AUFGABE A: Prüfe bitte, ob die Aussagen (i) bis (iii) mit dem Forenthread zum Eagle Fish Easy 245 weiter unten übereinstimmen. Antworte jeweils mit Ja oder Nein und zitiere die entscheidenden Worte des Forenthreads wörtlich: (i) Pilkman hält das 245er für Norwegen für geeignet. (ii) Der Fragesteller angelt in Tiefen bis etwa 150 m. (iii) Als günstigstes empfehlenswertes DF-Gerät nennt Pilkman das X-126 DF von Lowrance.

# Eagle Fish Easy 245



## blackrunner (23. Januar 2007)

Hallo zusammen.

Wir wollen dieses Jahr mal wieder nach Norwegen, leider
haben unsere Boote dort keinen Fishfinder.

Kann mir jemand von euch sagen, ob o.g. Eagle Echolot
für unsere Zwecke geeignet ist. Wir angeln in Tiefen bis ca.
150 m . Welchen Fishfinder könntet ihr alternativ
empfehlen ?

Danke und Gruss
Peter#h


----------



## Pilkman (23. Januar 2007)

*AW: Eagle Fish Easy 245*

Hi und willkommen im AB! #h

Kurz zum 245er: Für Norwegen definitiv NICHT geeignet, die neuen DS-Geräte von Lowrance und Eagle sind allenfalls für Flachwasserlotungen im Süßwasser und hier für Leute, die Wert auf eine Fischortung legen. Grund ist der breite Geberwinkel.

Für die Angelei in Norwegen solltet ihr Euch die DF-Geräte von Lowrance, alternativ Eagle anschauen. Meine Empfehlung wäre z.B. das X-126 DF von Lowrance. #6

Das günstigste empfehlenswerte DF-Gerät wäre das X-59 DF von Lowrance oder der Eagle Seafinder 320 DF.

Einträge aus einer Beschriftungssammlung:
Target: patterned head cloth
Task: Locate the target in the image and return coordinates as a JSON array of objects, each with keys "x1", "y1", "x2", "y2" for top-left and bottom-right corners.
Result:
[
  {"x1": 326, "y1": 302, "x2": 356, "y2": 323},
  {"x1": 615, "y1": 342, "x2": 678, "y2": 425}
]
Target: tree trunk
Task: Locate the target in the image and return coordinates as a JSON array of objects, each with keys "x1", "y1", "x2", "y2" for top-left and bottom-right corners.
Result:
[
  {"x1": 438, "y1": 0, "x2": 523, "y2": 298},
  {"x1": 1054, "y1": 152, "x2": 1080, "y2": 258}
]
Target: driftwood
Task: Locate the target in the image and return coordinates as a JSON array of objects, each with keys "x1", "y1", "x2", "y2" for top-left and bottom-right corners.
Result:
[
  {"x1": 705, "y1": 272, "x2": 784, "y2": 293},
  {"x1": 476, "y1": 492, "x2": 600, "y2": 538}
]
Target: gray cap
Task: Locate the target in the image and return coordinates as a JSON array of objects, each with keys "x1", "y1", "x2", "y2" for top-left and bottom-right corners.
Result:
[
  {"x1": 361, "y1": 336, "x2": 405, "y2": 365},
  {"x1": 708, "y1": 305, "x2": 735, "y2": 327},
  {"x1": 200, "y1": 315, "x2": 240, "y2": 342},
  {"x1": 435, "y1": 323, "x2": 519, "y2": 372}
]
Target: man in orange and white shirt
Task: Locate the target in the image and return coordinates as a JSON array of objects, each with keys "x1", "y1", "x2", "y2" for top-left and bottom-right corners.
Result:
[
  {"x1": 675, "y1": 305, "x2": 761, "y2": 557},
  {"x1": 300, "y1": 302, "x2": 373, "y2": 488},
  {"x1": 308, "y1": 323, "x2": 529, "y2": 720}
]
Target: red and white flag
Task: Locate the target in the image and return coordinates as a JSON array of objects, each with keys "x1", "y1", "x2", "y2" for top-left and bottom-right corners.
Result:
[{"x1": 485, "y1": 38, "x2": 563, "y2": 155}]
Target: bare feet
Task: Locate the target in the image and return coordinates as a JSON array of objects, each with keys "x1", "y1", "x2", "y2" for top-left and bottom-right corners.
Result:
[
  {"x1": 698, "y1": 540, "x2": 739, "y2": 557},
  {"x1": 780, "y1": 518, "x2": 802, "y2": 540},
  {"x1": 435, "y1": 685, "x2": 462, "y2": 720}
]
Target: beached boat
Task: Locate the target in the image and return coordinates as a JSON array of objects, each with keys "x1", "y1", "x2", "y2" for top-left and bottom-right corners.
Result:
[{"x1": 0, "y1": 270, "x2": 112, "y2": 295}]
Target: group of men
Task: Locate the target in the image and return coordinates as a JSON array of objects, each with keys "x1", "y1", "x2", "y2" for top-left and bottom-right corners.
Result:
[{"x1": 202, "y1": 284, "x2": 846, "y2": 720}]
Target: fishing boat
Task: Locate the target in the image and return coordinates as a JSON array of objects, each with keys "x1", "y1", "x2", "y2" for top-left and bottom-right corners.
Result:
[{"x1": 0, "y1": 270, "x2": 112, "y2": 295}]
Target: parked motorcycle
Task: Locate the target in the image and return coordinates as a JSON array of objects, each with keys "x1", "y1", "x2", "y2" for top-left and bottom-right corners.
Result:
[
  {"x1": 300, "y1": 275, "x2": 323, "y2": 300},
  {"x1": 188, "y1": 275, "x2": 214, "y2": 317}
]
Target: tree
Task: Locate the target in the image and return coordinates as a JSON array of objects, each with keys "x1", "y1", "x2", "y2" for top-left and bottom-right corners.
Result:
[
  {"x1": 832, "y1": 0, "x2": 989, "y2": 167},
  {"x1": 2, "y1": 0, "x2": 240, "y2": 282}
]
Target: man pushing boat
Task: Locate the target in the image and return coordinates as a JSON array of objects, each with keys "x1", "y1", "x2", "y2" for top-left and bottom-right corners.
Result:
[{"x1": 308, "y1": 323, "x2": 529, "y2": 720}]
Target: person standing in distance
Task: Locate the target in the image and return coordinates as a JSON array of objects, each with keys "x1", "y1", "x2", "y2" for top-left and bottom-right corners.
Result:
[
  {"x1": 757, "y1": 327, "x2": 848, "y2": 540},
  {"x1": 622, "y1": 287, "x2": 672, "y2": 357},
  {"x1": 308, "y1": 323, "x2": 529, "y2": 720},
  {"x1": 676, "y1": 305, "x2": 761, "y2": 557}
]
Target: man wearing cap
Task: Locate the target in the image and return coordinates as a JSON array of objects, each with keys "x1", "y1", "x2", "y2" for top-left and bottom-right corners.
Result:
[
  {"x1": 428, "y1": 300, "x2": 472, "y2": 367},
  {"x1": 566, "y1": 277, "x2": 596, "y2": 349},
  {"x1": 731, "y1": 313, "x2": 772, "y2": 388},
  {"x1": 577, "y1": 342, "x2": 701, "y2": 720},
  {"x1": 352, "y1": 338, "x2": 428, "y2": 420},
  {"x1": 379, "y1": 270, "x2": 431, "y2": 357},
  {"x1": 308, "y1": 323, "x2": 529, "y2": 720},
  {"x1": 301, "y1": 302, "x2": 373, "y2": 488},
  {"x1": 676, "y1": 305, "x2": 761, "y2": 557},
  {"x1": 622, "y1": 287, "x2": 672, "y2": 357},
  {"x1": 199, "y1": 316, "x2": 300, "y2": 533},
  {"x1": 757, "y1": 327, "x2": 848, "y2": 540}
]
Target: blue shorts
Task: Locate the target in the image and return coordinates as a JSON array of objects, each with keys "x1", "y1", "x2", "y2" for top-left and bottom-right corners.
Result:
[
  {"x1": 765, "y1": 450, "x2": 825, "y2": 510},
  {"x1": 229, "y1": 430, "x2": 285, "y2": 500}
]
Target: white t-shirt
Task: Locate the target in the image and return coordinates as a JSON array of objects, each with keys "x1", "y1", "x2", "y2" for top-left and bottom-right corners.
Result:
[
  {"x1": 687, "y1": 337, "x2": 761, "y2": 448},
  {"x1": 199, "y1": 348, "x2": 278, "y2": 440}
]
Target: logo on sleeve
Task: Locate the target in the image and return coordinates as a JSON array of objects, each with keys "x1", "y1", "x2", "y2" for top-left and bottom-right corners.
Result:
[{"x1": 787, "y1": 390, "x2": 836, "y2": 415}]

AUFGABE B: Gib die Zeilen der Einträge oben ab der Zeile mit „Target: logo on sleeve“ bis zum Ende der Einträge erneut aus und tausche dabei „sleeve“ gegen „collar“. Alles andere bleibt unverändert, und andere Zeilen gehören nicht in die Ausgabe.

LÖSUNG A:
(i) Nein: „Für Norwegen definitiv NICHT geeignet“
(ii) Ja: „Wir angeln in Tiefen bis ca. 150 m“
(iii) Nein: „Das günstigste empfehlenswerte DF-Gerät wäre das X-59 DF von Lowrance oder der Eagle Seafinder 320 DF.“

LÖSUNG B:
Target: logo on collar
Task: Locate the target in the image and return coordinates as a JSON array of objects, each with keys "x1", "y1", "x2", "y2" for top-left and bottom-right corners.
Result:
[{"x1": 787, "y1": 390, "x2": 836, "y2": 415}]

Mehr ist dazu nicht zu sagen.